Texte choisi:
▽

Le créancier doit ainsi s’assurer que les voies d’exécution prévues dans l’acte uniforme portant procédures simplifiées de recouvrement des créances et des voies d’exécution (AUPRVE) se sont avérées insuffisantes ou inefficaces[11].

 

Quoi qu’il en soit, si des voies de recours sont ouvertes contre la violation du principe de l’irrévocabilité des garanties autonomes OHADA, des exceptions sont aménagées par l’AUS révisé.

 

  1. II.                  Les exceptions au principe du caractère irrévocable des garanties autonomes OHADA

 

L’irrévocabilité des garanties autonomes OHADA ne constitue pas un principe absolu. En effet, il faut relever, d’une part, que le donneur d’ordre et le garant respectivement, disposent d’une faculté de révocation unilatérale (A), de même que, conformément au droit commun des obligations contractuelles, les parties peuvent toujours révoquer d’un commun accord, lesdites garanties autonomes (B).

 

  1. A.     La révocation unilatérale des garanties autonomes OHADA

 

L’AUS révisé prévoit deux hypothèses de révocation unilatérale des garanties autonomes OHADA. La première hypothèse est celle des garanties à durée indéterminée ; la seconde hypothèse est celle qui survient en cas de demande de paiement manifestement abusive ou frauduleuse.

 

Relativement à la première hypothèse, elle résulte de l’article 43 AUS révisé, qui énonce que : « les garanties ou contre-garanties autonomes à durée indéterminée peuvent être révoquées par le garant ou le contre-garant respectivement ».

 

Pour comprendre le fondement de cette exception, il convient dans un premier temps de rappeler qu’en principe, ces garanties ne peuvent être consenties pour une période indéterminée. L’article 41 AUS révisé énonce à cet égard que les garanties et contre-garanties autonomes OHADA doivent être constatées par un écrit mentionnant, entre autres, et à peine de nullité, la date ou le fait entraînant l’expiration de la garantie.

△

Liste des fiches:
▽

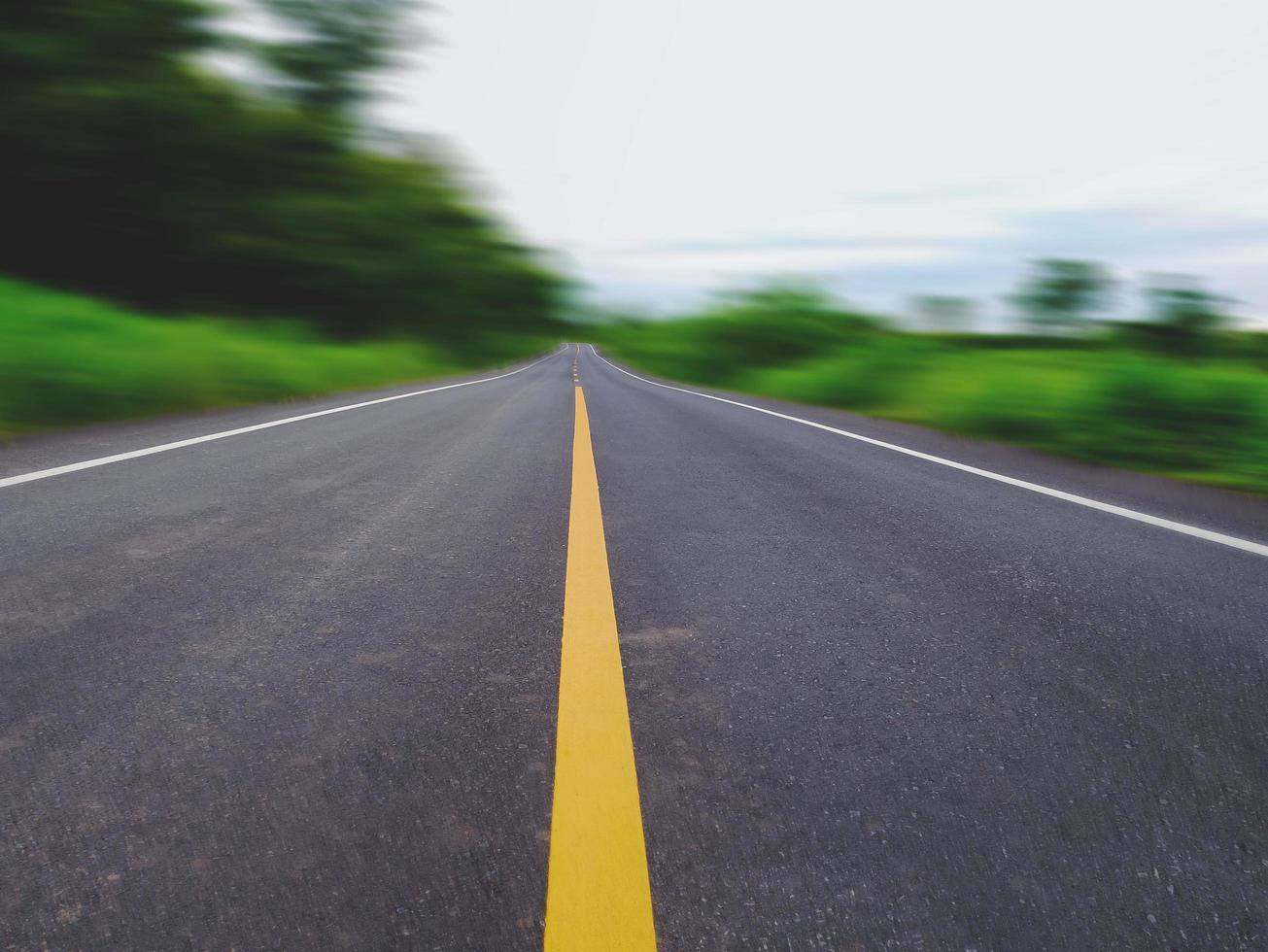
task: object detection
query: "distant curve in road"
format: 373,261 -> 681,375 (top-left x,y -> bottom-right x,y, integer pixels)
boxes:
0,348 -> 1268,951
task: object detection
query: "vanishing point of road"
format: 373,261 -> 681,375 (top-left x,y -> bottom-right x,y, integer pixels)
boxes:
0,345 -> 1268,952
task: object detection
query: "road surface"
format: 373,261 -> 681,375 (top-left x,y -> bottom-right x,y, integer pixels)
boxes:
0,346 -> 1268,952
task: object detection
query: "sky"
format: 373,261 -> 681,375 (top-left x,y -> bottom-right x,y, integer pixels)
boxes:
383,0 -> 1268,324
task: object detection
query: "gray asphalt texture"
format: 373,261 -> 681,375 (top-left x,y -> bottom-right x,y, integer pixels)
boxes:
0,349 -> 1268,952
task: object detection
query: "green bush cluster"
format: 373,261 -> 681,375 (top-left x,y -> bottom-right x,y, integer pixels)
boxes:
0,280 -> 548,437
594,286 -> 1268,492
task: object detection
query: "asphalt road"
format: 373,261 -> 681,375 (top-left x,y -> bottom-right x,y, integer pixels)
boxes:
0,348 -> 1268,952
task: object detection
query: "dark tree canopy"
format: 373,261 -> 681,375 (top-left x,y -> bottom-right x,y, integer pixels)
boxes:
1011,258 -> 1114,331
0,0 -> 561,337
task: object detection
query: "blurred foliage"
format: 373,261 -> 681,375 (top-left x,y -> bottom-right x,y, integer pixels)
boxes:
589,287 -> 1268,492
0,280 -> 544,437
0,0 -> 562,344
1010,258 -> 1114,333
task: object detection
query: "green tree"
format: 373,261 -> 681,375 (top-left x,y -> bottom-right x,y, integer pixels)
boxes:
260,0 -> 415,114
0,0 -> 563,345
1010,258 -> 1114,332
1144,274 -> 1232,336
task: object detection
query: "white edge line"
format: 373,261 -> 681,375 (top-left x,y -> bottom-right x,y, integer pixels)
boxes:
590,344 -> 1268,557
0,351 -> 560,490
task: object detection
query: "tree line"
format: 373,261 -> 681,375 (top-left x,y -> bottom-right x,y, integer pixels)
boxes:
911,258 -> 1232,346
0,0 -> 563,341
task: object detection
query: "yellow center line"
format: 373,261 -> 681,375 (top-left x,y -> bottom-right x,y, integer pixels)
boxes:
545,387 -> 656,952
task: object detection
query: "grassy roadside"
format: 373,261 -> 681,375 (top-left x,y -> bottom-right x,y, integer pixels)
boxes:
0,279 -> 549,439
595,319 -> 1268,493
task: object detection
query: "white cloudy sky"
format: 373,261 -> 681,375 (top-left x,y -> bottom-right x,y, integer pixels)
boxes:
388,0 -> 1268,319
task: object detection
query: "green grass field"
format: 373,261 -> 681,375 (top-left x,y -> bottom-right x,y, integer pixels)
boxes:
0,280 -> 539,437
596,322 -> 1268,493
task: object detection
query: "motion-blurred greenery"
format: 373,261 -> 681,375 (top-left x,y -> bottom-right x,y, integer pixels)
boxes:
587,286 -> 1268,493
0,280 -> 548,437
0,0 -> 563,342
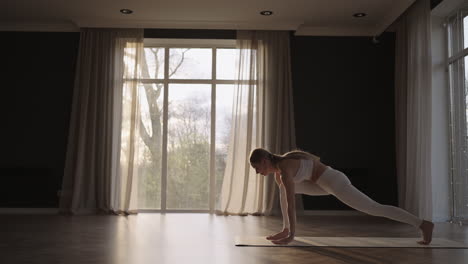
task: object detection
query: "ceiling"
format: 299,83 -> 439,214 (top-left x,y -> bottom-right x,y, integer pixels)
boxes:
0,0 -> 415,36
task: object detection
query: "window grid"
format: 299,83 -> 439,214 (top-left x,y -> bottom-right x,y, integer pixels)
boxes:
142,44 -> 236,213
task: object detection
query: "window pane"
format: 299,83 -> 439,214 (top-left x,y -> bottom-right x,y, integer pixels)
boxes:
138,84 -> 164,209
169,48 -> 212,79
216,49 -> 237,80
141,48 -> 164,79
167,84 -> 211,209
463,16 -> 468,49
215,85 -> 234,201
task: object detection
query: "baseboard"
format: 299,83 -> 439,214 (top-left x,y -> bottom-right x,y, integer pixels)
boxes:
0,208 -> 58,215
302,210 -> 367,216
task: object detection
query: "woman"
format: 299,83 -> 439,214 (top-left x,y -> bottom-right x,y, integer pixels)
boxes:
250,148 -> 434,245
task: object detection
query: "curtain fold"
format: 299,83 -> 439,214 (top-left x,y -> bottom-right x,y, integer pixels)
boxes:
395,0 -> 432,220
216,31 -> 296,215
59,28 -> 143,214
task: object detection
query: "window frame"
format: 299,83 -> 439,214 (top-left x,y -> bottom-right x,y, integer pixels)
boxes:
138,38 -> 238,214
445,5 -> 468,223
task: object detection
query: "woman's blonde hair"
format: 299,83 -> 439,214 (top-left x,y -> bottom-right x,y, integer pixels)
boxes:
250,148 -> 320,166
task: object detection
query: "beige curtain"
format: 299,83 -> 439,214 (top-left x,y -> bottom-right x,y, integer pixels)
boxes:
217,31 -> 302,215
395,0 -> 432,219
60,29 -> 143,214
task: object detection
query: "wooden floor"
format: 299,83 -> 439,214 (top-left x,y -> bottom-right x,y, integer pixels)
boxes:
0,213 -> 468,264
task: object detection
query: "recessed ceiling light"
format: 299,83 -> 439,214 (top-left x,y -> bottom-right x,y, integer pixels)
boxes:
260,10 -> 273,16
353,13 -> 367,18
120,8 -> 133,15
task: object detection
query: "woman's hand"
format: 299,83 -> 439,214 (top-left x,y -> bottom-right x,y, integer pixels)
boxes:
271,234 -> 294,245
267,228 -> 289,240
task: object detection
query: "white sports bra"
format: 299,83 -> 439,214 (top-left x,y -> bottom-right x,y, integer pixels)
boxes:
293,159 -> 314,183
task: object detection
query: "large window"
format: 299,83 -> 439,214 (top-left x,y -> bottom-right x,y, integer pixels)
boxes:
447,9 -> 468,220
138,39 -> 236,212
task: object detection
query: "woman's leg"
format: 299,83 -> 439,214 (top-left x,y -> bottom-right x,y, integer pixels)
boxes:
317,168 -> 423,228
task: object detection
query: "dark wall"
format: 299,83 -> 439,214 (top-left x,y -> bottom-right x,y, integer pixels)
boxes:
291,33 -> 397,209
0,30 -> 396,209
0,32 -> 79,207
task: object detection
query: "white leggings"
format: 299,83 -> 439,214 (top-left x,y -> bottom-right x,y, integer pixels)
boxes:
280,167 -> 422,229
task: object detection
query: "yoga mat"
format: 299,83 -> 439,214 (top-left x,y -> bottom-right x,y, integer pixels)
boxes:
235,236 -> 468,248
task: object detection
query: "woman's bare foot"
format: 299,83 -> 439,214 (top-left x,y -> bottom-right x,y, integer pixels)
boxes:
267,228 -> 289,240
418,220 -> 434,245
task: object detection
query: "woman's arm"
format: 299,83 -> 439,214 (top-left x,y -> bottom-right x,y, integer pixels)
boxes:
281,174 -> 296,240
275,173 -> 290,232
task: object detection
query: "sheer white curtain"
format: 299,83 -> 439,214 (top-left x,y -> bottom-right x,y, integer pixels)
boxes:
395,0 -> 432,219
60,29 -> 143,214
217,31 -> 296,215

△

Petit problème A:
D'après le texte choisi, qui peut révoquer les garanties ou contre-garanties autonomes à durée indéterminée selon l'article 43 de l'AUS révisé ?
Petit problème B:
Citez mot pour mot le passage du texte choisi qui va de « L’AUS révisé prévoit » à « abusive ou frauduleuse. ».

Réponse complète A:
Le garant ou le contre-garant, respectivement.

Réponse complète B:
L’AUS révisé prévoit deux hypothèses de révocation unilatérale des garanties autonomes OHADA. La première hypothèse est celle des garanties à durée indéterminée ; la seconde hypothèse est celle qui survient en cas de demande de paiement manifestement abusive ou frauduleuse.